Exercise text:
....
By Ian Simpson, 04-Apr-2012 07:45:00
In Murder on Page One, Willie Johnson spends his time in jail writing. In real life, a number of prisoners have turned author, having used their sentence productively in days when rehabilitation was taken seriously by the prison authorities.
One of the most unusual people I met during my career in the courts had come to love poetry, in particular Wordsworth’s, during his many years of incarceration. I’ll call him McTavish. I first met him when he had been charged with a variety of crimes and I was to represent him as defence counsel in the High Court. Although I found him perfectly pleasant, he hated police and prison officers with a passion and, like some dogs with postmen, lost no opportunity to attack them.
The most serious charge on his indictment was an armed robbery on a Glasgow branch of what was then the Trustee Savings Bank. He and two others planned to enter the bank via the premises upstairs, but instead of doing so at a time and in a manner of their choosing, accidentally fell through the ceiling. An imitation firearm fell with them and they used it to threaten the staff, leaving with £10,000. When arrested two days later, McTavish took the opportunity to attack another policeman.
....
Dataset section:
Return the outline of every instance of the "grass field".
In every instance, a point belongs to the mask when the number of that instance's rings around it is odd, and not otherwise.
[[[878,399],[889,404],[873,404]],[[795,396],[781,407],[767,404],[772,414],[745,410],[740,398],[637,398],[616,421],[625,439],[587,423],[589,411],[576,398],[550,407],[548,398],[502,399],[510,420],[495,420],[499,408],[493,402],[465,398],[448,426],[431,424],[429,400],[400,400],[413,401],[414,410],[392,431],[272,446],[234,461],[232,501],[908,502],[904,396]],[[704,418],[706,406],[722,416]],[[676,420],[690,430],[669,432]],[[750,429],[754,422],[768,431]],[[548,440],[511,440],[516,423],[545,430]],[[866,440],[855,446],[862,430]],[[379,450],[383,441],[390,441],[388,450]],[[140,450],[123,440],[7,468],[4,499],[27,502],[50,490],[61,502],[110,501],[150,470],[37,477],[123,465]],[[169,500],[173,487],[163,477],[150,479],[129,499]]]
....
Study questions:
#1 Print the part of the prisoner-authors text between "The most serious" and "attack another policeman.", inclusive.
#2 Carry on the account of McTavish and the bank robbery from the point where it stops.

Answers to this exercise:
#1
The most serious charge on his indictment was an armed robbery on a Glasgow branch of what was then the Trustee Savings Bank. He and two others planned to enter the bank via the premises upstairs, but instead of doing so at a time and in a manner of their choosing, accidentally fell through the ceiling. An imitation firearm fell with them and they used it to threaten the staff, leaving with £10,000. When arrested two days later, McTavish took the opportunity to attack another policeman.

#2
The comments he allegedly made to the police are classics of their kind: ‘I never put any gun to any ****’s heid. Just ask the wumman in the bank. Christ we nearly broke our necks getting into it … By the way, they were imitation guns, big yin … If ye get me a sentence in Peterheid I’ll plead. I don’t want to go to Carstairs (the State Hospital for the criminally insane).I’m no daft. You were wasting your time taking my prints. I always wear gloves.’
The evidence was overwhelming and he did plead guilty. There was little to say in mitigation, but I thought the judge should know about his love of poetry, and quoted these lines he claimed to have written, entitled ‘The Institutionalised Prisoner’:
‘Your life is blood
The heart so bored
With scattered years
In lifeless vessels.
Tattered, worn away
With thoughts
Veins have travelled
All your life
In little cells.’
The judge gave him fourteen years. He did have a dreadful record.
Some years later, I was on the bench in Hamilton when a prisoner at Low Moss Prison appeared before me and pled guilty to assaulting prison officers. I was handed his previous convictions and the last sentence, fourteen years, caught my eye. I looked again at the accused and saw that it was McTavish. I asked if he objected to me dealing with the case, but he did not. I added four months to his sentence and he returned to his study of poetry, seemingly quite happy.